Saved entries
--- START ---
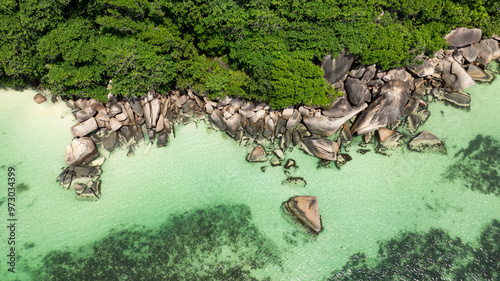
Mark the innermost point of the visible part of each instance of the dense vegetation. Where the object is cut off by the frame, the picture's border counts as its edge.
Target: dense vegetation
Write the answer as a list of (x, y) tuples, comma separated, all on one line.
[(265, 50)]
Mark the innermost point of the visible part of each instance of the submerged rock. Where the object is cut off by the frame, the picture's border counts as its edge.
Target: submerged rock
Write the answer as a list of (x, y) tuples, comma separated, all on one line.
[(258, 154), (304, 209), (479, 75), (295, 181), (426, 141), (389, 138), (80, 150)]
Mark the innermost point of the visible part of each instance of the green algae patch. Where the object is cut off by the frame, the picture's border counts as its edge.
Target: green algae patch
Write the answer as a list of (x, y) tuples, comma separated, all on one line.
[(478, 165), (429, 256), (215, 243)]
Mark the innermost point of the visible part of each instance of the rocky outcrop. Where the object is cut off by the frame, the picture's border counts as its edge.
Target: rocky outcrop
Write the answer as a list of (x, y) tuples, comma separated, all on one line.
[(305, 210), (258, 154), (321, 148), (426, 141), (84, 128), (357, 91), (387, 108), (80, 150), (455, 76)]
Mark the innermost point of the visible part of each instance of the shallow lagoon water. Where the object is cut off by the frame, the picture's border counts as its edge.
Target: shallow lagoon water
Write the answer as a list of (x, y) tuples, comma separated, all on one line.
[(175, 213)]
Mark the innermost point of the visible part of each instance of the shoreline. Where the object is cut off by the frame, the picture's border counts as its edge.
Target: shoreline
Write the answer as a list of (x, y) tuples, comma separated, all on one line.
[(373, 100)]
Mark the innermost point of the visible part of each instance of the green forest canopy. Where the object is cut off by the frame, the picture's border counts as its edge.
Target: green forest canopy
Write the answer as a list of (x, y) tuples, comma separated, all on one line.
[(266, 50)]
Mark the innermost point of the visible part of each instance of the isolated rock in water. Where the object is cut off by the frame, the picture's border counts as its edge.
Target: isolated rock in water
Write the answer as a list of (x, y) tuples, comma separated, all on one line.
[(38, 98), (295, 182), (218, 120), (455, 76), (478, 74), (258, 154), (357, 92), (111, 141), (426, 141), (321, 148), (387, 108), (336, 68), (389, 138), (80, 150), (304, 209), (462, 36), (84, 128)]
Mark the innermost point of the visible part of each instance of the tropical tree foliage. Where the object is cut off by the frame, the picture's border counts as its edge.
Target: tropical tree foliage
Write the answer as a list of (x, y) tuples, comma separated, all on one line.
[(264, 50)]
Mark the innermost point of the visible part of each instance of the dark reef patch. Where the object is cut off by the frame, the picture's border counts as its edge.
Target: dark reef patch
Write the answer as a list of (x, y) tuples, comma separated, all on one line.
[(215, 243), (478, 165), (430, 256)]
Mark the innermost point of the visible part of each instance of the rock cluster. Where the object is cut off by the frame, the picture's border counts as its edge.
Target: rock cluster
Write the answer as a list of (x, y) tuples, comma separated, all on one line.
[(374, 101)]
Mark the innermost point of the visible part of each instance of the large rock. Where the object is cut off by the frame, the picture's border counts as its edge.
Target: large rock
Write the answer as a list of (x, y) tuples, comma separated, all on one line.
[(304, 209), (321, 148), (84, 128), (387, 108), (425, 69), (426, 141), (80, 150), (111, 141), (485, 53), (336, 68), (340, 108), (462, 36), (357, 92), (455, 76), (38, 98), (325, 126), (233, 123), (258, 154)]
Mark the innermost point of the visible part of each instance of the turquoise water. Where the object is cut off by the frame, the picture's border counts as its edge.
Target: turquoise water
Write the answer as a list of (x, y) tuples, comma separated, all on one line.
[(197, 210)]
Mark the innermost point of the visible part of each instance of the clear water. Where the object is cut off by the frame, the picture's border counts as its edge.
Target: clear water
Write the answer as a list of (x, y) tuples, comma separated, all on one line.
[(197, 210)]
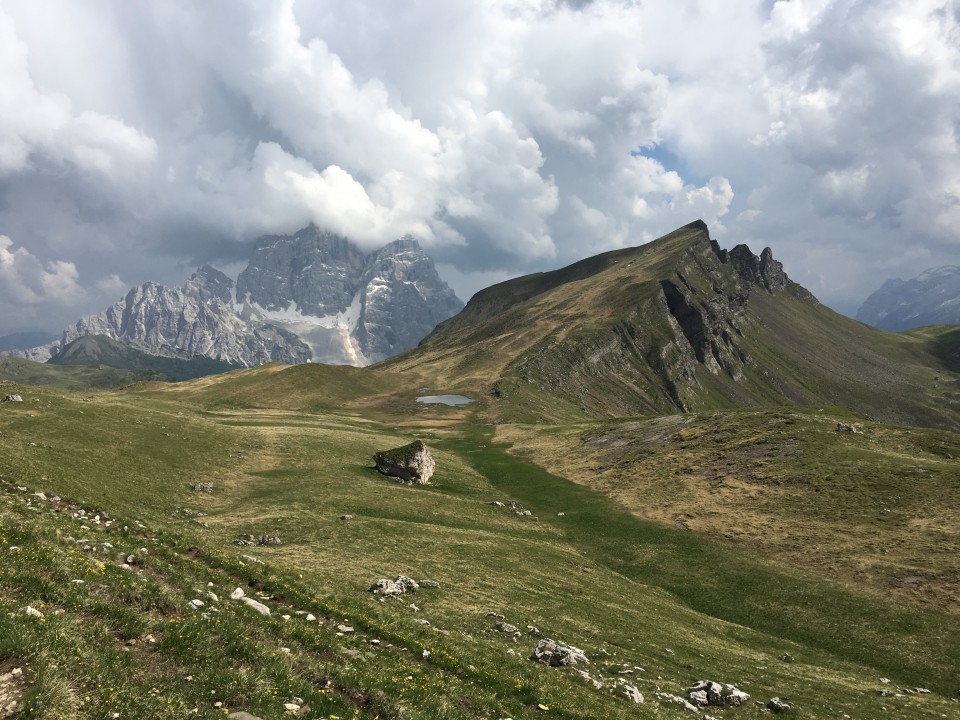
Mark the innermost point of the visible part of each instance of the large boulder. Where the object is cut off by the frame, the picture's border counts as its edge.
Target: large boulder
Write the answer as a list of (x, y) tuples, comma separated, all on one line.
[(410, 464), (557, 654), (708, 692)]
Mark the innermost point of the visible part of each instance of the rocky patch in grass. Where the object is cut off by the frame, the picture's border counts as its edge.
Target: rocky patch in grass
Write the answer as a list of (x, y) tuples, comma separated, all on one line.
[(13, 686)]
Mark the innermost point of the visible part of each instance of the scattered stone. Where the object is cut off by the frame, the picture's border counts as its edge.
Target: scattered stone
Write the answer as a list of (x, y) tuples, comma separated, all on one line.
[(557, 654), (411, 463), (258, 606), (708, 692), (389, 588), (597, 685), (668, 699), (843, 427), (777, 705)]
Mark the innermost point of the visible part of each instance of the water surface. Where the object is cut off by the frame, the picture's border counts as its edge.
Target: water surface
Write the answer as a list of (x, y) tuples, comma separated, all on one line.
[(444, 399)]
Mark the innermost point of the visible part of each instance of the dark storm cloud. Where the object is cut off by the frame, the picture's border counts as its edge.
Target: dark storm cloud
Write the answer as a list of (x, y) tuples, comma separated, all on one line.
[(508, 137)]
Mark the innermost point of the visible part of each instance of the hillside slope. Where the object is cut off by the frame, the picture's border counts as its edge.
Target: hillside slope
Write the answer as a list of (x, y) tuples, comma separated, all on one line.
[(678, 325)]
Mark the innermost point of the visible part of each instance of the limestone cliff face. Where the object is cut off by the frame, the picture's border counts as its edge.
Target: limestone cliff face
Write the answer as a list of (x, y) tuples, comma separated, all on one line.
[(196, 319), (347, 306), (931, 298), (308, 296), (314, 270), (402, 299)]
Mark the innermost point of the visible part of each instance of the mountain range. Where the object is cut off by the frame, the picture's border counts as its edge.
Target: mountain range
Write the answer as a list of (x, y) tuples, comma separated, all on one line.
[(675, 463), (931, 298), (309, 297)]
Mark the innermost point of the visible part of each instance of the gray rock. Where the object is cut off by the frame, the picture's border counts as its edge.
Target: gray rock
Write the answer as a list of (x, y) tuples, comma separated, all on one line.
[(388, 300), (557, 654), (928, 299), (410, 464), (198, 318), (388, 588), (777, 705), (597, 685), (708, 692), (258, 606), (843, 427), (668, 699)]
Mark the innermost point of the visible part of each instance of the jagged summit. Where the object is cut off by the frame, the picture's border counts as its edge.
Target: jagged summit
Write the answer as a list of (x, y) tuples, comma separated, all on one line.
[(679, 324), (347, 306), (312, 296), (931, 298)]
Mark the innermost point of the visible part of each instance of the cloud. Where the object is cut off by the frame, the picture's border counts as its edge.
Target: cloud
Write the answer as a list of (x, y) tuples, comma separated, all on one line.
[(25, 281), (509, 137), (43, 127)]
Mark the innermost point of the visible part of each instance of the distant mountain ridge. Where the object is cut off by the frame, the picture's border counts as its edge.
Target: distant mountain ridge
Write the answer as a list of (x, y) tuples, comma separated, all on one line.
--- END ---
TO DO
The required output is the stretch of entries above from the line containing "of the water" through the line containing "Target: water surface", reproduced exactly.

WRITTEN REPLY
Mark the innermost point of the visible part of each instance of the water surface. Where the object is cut off by the frame, the picture's border counts as its edge.
Target: water surface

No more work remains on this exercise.